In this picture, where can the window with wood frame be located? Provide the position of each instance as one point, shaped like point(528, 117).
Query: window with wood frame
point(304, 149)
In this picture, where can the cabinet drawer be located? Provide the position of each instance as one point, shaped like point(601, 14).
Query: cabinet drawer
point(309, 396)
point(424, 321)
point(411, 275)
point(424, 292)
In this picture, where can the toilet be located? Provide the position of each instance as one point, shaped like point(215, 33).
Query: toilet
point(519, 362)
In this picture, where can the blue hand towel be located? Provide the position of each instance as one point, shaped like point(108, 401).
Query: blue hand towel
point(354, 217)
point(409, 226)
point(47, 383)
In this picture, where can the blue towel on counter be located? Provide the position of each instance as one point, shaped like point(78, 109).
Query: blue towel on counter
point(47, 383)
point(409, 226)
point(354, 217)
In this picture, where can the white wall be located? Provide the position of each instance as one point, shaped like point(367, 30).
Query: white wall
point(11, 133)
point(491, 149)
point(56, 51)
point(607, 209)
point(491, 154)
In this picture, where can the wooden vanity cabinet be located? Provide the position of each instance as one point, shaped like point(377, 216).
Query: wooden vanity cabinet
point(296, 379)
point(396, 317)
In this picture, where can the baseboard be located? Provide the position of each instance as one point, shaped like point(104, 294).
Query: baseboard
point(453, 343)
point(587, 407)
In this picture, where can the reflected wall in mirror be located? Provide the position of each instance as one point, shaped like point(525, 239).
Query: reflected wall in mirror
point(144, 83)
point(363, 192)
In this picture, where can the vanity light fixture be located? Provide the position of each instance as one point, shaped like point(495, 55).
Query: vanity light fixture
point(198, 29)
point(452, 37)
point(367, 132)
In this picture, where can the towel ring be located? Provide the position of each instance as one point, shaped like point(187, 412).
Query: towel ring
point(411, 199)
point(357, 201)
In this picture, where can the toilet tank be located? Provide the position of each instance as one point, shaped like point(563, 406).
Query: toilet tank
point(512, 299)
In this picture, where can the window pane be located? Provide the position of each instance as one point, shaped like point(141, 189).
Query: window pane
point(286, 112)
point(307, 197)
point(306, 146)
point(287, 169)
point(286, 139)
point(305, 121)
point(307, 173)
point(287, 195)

*****

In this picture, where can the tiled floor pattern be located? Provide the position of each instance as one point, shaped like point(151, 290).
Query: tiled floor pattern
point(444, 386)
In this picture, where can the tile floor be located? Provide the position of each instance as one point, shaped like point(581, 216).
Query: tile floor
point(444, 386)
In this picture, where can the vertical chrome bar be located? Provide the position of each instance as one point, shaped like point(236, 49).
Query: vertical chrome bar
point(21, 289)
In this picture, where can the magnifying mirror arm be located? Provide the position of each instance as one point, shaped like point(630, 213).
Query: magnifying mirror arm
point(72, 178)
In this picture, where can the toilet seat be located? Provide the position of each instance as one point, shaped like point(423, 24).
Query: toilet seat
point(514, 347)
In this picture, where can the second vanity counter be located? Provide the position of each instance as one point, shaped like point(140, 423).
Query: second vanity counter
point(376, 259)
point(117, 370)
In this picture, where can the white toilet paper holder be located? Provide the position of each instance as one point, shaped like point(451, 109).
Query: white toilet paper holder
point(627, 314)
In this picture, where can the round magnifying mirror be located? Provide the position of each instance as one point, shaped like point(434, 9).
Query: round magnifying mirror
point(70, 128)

*****

WHAT YOU ARE ASKED TO DO: Which lines above run from the one containing "In this picture, where can the second" to the one containing "In this picture, where can the white toilet"? Give them again exactly, both ends included.

SOLUTION FOR THIS EXERCISE:
In this picture, where can the second vanity counter be located? Provide the position of each instance as one point, shaped like point(140, 423).
Query: second vanity counter
point(376, 259)
point(117, 370)
In this picture, where can the white toilet paper holder be located? Provide the position of each instance as one point, shaped like point(451, 109).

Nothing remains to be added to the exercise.